TASK INSTRUCTIONS: Only one stretch of the data below should be repeated: the lines from the line containing "negative clicks: (212, 193)" through the line containing "315L473 400H553L549 383L499", inclusive, exactly as they are.
***** AVAILABLE RECORDS
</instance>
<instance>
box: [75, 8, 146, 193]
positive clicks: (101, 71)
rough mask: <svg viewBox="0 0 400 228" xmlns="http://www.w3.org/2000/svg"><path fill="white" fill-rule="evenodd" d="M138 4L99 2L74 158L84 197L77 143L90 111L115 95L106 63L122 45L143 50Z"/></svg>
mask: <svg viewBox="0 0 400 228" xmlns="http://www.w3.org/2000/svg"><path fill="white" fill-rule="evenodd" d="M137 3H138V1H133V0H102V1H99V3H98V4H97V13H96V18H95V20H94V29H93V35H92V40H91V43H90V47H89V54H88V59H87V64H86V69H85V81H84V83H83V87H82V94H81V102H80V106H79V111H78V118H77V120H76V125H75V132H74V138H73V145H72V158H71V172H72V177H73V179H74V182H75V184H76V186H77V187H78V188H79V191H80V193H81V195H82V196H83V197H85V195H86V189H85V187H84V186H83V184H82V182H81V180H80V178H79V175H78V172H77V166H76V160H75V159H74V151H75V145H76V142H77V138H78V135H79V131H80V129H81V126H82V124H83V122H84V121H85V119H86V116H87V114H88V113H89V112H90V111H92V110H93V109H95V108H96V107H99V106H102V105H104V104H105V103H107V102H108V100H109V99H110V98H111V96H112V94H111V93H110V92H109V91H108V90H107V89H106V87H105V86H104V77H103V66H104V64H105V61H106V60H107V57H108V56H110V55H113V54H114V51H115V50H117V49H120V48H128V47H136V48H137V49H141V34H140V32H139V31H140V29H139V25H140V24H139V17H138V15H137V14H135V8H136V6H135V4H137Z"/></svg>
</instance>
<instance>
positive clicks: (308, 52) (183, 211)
**********
***** AVAILABLE RECORDS
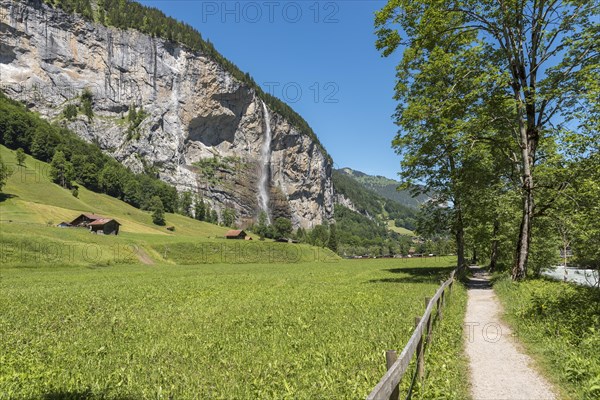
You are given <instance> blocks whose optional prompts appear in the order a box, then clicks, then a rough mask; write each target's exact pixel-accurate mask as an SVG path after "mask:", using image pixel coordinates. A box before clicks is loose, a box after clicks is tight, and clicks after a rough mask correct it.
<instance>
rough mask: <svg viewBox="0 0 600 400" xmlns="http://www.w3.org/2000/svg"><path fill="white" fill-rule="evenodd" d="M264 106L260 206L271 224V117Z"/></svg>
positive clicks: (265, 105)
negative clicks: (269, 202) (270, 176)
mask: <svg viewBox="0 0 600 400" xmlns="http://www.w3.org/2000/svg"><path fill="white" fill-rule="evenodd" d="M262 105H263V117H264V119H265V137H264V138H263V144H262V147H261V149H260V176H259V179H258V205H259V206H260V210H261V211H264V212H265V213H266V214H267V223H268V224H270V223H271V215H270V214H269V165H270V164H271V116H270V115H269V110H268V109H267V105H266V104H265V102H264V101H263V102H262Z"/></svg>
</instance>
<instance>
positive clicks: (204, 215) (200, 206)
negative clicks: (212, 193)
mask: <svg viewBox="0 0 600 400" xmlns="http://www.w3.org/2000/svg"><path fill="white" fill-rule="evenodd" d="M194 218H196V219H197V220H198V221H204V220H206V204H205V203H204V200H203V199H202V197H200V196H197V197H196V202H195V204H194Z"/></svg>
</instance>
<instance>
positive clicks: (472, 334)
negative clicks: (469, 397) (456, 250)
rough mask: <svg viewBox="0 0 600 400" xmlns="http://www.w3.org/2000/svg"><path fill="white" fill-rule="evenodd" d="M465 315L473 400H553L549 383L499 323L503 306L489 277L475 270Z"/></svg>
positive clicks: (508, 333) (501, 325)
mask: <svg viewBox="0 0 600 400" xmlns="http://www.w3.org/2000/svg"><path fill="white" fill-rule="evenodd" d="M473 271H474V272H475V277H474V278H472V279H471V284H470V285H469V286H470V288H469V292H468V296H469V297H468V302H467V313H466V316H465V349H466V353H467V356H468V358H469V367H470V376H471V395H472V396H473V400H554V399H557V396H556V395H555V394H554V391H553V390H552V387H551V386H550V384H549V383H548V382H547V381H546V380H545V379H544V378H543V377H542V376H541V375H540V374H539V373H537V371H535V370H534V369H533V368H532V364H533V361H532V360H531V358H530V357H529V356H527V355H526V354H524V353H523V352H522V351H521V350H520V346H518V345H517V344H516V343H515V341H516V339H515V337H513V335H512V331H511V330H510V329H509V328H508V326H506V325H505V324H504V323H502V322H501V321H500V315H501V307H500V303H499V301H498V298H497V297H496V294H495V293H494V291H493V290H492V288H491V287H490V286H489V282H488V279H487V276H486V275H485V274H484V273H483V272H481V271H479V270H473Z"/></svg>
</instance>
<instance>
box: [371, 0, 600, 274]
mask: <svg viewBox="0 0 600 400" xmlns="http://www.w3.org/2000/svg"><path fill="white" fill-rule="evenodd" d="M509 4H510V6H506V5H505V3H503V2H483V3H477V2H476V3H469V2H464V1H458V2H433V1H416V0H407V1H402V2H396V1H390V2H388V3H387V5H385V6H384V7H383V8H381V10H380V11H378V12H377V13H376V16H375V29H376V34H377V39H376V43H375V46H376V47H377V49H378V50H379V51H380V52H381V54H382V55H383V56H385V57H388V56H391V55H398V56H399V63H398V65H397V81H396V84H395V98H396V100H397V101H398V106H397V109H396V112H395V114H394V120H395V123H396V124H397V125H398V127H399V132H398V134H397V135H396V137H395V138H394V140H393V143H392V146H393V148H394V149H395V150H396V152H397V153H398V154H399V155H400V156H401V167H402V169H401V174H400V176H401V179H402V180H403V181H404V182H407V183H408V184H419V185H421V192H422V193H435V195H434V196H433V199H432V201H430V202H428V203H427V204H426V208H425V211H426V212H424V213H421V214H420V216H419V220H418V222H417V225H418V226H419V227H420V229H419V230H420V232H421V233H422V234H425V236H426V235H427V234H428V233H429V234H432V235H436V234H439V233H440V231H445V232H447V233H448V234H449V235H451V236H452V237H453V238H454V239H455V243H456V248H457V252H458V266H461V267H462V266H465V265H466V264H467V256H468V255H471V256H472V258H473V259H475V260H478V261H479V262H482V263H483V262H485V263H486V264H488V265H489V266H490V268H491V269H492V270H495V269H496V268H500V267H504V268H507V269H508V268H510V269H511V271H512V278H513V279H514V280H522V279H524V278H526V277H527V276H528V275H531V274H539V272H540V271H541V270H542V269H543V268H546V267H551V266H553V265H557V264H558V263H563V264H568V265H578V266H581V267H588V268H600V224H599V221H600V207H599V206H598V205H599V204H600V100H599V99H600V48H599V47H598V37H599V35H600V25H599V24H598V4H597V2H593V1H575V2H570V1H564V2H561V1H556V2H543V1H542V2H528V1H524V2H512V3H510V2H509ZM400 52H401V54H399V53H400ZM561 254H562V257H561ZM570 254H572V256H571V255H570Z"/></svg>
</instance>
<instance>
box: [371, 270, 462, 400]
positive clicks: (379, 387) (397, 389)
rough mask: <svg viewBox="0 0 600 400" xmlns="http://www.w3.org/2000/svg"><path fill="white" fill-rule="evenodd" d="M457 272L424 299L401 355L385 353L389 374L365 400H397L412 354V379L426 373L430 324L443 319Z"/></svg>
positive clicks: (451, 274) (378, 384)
**********
EXERCISE RESPONSE:
negative clicks: (212, 193)
mask: <svg viewBox="0 0 600 400" xmlns="http://www.w3.org/2000/svg"><path fill="white" fill-rule="evenodd" d="M194 218H196V219H197V220H198V221H204V220H206V204H205V203H204V200H203V199H202V197H200V196H197V197H196V202H195V204H194Z"/></svg>
</instance>
<instance>
positive clicks: (472, 334)
negative clicks: (469, 397) (456, 250)
rough mask: <svg viewBox="0 0 600 400" xmlns="http://www.w3.org/2000/svg"><path fill="white" fill-rule="evenodd" d="M465 315L473 400H553L549 383L499 323L503 306L489 277L475 270Z"/></svg>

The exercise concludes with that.